**TEXT UNDER STUDY:**
--------------------

Wednesday, March 13, 2013

Portraits of a City

Benita & Braulio - Palm Weavers
Art and culture are omnipresent in Oaxaca, an integral part of this society. There is so much to take in, to sketch, or in my case, to photograph. For many years, Marie was very hesitant to sketch people; she claimed she felt like a voyeur. Then one day she decided that she would ask permission to sketch them. They could accept her invitation or refuse, and she would respect their decision. That is what lead her to embark upon Faces and Stories: A Sketchbook Journey in Mexico. I recently decided to follow Marie's example and put aside my timidity about photographing people. Like her, I would ask for permission and, if they accepted, I would give the a 8x10 print as a thank you. It worked for Marie, why not for me? (Click on photos to see in larger format)
Benita weaving at her home
Benita and Braulio were my first portraits. I had met Benita at a craft fair in el Jardin Conzatti during the Christmas holidays. Quena had purchased a beautiful woven purse from her and I later went back and bought a market basket for myself. She is a beautiful woman with thick, dark hair and a talent for creating with palm fronds. I had her phone number and decided to ask permission to do a portrait of her. She graciously accepted. 
Wendy & Daniel
I went to her home while my friends, Dee and George, were visiting. They treated us as all Oaxacans would, with heartfelt hospitality. After some small talk and a shot of mezcal, I was ready to start. After a few shots (photos that is), Benita told me we would have to take a short break as she had to manually do dialysis on her husband. It was too costly and inconvenient to go to the hospital four times a day, so they decided to do it themselves at home. A half an hour later, they were both back and ready for the portraits. When we finished, Benita served us some black beans, tortillas, and jalapeƱos. They asked me if I would take a photograpah of a young woman who rented a room from them and her son. Of course I agreed! We then jumped into the back of their old pickup and they gave us a ride back into town. It was a very positive experience for everyone.
Alebrijes carved by Fabian and painted by his daughter
Since Benita was selling in a cooperative space near the zocalo. I had asked her to let me know of any other craftspeople who might like a portrait. The next day when I arrived to give her the photos, I was greeted by Sr. Fabian, an artisan that makes alebrijes, brightly painted folk art sculptures of animals and fantasy creatures. He invited me to his workshop in St. Martin, about an hour away, to do a portrait! Whoosh!I was at his home a few days later.

--------------------

**STUDY QUESTIONS:**
1 - Check each statement against the Oaxaca portraits post. Answer yes or no, and quote the words from the post that decide it.
(a) The writer first met Benita at a craft fair in el Jardin Conzatti.
(b) Benita and Braulio went to the hospital four times a day for his dialysis.
(c) Sr. Fabian's workshop is in St. Martin.
2 - Use the Oaxaca portraits post to answer these questions.
(a) What size print did the writer plan to give each person as a thank-you?
(b) Which friends were visiting when the writer went to Benita's home?
(c) What does Sr. Fabian make?
3 - Please continue the Oaxaca portraits post, starting after its final sentence.

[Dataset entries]

--------------------

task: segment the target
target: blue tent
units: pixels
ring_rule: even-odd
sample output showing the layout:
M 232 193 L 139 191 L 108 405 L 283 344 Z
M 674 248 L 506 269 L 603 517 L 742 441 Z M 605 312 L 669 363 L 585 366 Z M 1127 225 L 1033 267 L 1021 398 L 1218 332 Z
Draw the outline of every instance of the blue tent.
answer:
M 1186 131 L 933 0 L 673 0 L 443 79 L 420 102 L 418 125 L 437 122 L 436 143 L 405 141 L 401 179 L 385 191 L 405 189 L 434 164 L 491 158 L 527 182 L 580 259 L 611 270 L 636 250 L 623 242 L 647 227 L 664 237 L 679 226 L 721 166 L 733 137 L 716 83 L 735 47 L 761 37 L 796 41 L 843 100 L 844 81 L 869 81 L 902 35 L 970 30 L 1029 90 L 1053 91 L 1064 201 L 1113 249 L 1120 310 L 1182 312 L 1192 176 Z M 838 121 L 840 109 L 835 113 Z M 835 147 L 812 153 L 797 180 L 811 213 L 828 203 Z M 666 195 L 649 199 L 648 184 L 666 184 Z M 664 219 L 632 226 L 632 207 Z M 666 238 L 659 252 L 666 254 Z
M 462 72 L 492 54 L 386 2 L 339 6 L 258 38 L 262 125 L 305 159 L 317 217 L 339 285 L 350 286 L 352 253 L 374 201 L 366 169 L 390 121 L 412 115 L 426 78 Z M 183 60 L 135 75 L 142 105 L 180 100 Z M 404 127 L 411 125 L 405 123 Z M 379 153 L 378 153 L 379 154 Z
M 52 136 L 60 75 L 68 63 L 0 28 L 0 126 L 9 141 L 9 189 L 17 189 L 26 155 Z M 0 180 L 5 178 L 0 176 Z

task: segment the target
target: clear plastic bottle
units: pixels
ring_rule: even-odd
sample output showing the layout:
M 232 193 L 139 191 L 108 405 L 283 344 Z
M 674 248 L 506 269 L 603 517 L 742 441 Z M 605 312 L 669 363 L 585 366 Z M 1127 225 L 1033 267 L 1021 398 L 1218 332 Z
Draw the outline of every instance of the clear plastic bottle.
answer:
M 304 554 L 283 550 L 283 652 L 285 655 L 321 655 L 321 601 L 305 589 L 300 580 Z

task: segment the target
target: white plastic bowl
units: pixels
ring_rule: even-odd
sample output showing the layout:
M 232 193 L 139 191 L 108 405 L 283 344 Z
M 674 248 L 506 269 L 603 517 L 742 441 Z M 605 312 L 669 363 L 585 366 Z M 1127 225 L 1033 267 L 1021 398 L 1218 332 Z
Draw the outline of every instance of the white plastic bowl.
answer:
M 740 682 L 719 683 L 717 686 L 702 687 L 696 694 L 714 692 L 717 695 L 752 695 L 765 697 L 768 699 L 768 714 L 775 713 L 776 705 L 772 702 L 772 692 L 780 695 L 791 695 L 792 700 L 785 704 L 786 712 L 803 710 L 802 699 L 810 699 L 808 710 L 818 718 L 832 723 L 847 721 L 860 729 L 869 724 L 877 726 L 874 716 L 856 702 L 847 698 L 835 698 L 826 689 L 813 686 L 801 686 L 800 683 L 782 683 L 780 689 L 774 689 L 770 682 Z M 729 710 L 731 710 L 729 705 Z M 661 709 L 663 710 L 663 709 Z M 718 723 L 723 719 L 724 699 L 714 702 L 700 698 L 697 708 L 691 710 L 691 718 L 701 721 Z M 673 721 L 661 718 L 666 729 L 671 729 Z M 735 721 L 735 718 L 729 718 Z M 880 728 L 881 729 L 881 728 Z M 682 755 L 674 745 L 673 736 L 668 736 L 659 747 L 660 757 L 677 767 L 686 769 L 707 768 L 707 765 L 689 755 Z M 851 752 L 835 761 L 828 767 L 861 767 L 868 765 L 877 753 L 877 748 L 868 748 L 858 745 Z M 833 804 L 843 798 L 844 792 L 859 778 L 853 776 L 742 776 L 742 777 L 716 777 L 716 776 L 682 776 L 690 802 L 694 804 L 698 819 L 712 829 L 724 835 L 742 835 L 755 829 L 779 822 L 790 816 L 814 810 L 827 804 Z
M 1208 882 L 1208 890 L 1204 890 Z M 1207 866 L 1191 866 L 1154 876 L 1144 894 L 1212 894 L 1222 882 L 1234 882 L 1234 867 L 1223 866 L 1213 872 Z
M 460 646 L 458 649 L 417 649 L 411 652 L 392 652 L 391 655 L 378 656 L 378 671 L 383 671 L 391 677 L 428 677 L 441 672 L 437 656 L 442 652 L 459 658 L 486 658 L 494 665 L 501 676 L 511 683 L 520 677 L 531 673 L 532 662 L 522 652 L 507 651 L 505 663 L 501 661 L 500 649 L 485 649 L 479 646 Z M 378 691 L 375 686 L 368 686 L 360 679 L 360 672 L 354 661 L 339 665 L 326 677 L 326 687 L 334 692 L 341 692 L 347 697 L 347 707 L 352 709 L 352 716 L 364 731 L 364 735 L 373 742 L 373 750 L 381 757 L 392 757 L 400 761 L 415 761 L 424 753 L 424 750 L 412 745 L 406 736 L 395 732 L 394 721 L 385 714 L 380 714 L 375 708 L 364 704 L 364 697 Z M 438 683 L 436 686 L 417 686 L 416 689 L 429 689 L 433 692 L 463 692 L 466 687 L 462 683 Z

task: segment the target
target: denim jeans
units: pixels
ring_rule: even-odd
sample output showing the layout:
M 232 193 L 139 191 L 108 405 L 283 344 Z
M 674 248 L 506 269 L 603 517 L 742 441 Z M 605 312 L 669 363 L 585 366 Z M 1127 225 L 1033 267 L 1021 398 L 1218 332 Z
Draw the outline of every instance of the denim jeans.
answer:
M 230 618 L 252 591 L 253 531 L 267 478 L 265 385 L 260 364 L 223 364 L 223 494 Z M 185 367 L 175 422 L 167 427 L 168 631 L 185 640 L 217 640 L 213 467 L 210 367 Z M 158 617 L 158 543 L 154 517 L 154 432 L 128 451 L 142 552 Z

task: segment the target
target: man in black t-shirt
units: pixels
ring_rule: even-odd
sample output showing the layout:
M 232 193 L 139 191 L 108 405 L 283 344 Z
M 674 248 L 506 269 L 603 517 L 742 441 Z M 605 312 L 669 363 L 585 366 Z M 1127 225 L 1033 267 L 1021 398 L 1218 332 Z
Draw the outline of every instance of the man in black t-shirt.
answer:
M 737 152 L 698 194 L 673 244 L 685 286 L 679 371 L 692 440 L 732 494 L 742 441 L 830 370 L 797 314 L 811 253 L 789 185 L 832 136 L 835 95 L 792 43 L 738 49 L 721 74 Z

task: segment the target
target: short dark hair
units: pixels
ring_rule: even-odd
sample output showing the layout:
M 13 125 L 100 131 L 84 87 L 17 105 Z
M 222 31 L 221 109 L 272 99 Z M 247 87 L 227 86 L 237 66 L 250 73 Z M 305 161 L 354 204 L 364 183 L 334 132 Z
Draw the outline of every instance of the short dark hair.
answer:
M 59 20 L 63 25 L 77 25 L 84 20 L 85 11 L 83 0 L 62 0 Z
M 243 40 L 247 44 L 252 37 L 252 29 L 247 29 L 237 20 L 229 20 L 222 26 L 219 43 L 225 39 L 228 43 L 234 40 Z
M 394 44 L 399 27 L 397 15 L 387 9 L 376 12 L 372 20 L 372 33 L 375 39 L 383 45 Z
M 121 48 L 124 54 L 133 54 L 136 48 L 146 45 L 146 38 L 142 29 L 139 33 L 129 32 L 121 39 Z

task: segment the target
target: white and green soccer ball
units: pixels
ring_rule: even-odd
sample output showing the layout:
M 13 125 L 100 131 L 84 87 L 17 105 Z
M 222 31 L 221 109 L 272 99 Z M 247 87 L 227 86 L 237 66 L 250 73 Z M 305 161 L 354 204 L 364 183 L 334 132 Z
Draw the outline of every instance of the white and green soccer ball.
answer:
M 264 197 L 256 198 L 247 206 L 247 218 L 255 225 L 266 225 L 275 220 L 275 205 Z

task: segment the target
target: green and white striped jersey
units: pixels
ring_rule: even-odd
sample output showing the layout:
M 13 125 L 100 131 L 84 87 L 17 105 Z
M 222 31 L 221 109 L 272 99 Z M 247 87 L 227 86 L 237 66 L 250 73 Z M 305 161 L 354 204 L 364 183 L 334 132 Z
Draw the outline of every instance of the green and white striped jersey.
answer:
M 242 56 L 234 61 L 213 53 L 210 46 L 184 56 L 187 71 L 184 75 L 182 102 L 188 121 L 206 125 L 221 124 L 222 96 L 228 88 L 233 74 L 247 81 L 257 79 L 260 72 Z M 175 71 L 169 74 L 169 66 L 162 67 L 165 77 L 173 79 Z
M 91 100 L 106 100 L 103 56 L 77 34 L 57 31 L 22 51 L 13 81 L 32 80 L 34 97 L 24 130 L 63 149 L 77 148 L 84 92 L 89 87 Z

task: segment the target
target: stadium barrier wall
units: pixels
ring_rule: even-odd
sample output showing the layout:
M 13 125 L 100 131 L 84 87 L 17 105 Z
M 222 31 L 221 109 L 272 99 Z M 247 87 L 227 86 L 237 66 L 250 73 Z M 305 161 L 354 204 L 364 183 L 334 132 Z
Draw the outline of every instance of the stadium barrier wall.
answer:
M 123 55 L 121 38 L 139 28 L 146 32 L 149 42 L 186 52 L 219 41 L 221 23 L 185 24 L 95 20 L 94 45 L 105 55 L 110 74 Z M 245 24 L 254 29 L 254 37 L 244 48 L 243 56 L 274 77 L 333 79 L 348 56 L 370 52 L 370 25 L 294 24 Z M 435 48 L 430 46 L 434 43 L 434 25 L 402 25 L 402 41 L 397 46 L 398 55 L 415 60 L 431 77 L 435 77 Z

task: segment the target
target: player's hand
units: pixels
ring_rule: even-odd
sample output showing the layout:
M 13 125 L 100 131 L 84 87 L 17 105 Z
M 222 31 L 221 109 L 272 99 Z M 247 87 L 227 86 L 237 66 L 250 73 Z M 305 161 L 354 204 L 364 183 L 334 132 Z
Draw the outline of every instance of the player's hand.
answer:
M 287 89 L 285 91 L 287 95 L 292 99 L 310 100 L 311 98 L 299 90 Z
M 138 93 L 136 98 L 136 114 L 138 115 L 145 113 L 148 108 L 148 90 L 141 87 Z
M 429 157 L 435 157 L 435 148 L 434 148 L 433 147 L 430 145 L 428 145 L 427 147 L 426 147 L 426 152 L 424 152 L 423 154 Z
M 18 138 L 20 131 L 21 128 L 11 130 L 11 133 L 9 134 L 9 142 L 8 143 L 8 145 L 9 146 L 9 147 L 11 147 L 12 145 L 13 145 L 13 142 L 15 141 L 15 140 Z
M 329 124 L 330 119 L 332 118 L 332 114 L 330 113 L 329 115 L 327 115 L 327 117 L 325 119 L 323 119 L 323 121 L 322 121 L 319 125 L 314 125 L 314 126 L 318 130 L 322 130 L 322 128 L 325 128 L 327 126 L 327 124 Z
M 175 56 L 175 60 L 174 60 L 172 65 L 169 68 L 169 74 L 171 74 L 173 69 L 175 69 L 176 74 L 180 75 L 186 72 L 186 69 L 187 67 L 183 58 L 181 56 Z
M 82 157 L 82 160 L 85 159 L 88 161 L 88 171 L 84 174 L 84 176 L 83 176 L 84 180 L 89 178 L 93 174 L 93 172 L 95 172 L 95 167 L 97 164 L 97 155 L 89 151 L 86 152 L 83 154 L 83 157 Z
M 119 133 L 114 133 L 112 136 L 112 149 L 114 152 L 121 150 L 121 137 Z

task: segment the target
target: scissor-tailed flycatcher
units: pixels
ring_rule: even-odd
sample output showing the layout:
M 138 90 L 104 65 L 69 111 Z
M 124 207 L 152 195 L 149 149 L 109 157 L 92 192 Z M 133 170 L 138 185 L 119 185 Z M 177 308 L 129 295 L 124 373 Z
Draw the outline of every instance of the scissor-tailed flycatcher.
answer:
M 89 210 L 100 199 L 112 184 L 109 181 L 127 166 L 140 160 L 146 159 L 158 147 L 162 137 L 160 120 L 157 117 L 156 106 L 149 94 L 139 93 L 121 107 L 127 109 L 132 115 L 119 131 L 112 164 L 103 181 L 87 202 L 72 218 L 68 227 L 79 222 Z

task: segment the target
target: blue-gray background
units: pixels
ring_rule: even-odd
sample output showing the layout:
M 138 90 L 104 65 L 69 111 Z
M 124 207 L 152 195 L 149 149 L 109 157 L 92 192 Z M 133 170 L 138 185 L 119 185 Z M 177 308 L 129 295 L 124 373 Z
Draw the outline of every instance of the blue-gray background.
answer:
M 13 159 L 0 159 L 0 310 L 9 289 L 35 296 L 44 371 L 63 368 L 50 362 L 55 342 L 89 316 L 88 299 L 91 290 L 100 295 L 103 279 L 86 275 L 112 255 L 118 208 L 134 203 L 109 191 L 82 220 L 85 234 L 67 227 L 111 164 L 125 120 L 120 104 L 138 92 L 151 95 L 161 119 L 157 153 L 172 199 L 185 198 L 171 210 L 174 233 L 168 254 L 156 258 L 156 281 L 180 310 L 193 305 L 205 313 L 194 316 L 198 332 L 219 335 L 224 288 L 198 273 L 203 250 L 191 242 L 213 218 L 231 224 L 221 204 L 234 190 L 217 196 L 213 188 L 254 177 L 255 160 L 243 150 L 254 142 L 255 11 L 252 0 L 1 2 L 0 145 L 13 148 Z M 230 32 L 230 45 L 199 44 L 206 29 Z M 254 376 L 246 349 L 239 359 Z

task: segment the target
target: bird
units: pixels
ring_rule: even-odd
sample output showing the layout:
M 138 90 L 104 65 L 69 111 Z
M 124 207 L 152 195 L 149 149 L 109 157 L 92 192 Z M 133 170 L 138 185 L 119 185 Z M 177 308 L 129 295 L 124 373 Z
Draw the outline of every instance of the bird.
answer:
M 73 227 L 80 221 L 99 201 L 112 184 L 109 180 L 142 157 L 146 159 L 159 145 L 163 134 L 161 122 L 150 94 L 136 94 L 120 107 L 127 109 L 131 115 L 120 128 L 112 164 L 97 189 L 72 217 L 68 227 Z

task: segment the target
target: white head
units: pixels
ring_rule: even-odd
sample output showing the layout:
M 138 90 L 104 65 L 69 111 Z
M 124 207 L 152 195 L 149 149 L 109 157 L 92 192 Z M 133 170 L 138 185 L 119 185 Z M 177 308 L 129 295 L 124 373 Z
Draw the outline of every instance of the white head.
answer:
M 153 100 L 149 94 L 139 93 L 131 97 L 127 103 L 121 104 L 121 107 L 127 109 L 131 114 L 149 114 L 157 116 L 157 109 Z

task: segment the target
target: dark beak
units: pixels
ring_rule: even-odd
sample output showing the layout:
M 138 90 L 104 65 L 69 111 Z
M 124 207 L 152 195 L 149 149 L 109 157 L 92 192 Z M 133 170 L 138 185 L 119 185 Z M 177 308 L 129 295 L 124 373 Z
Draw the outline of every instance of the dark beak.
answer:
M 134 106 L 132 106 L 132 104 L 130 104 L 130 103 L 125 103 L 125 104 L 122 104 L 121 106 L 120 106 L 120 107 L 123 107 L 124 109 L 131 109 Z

--------------------

**EXPECTED OUTPUTS:**
1 -
(a) Yes: "I had met Benita at a craft fair in el Jardin Conzatti during the Christmas holidays."
(b) No: "It was too costly and inconvenient to go to the hospital four times a day, so they decided to do it themselves at home."
(c) Yes: "He invited me to his workshop in St. Martin, about an hour away, to do a portrait!"

2 -
(a) An 8x10 print.
(b) Dee and George.
(c) Alebrijes, which are brightly painted folk art sculptures of animals and fantasy creatures.

3 -
Finished product

Again I was greeted with genuine hospitality. Fabian and his family went through the entire process of making an alebrije, starting with selecting the piece of copal, a soft wood also grown for its resin that is burned as incense. Fabian showed me a few small copal trees growing in his yard. He told me that there were almost none left in the village now, as the whole village dedicates itself to the carving of alebrijes. The local and state governments had recently planted about 25 hectares of copal that would be ready to harvest in a few years. For the time being, poorer people from the mountainside outside of Oaxaca brought wood to the village to sell to the artisans. He then took me through the process of making a small armadillo.
Dot by dot, ever so fine
La Familia Lopez
The carving began with a machete and when it began to take shape, he utilized a small chisel. Next, the wood is left out for a few days to dry, treated with a sealant, sanded, and painted. The whole family participates in the process, the men carving and sanding and the woman finishing and painting. I ended up buying one of the red bulls.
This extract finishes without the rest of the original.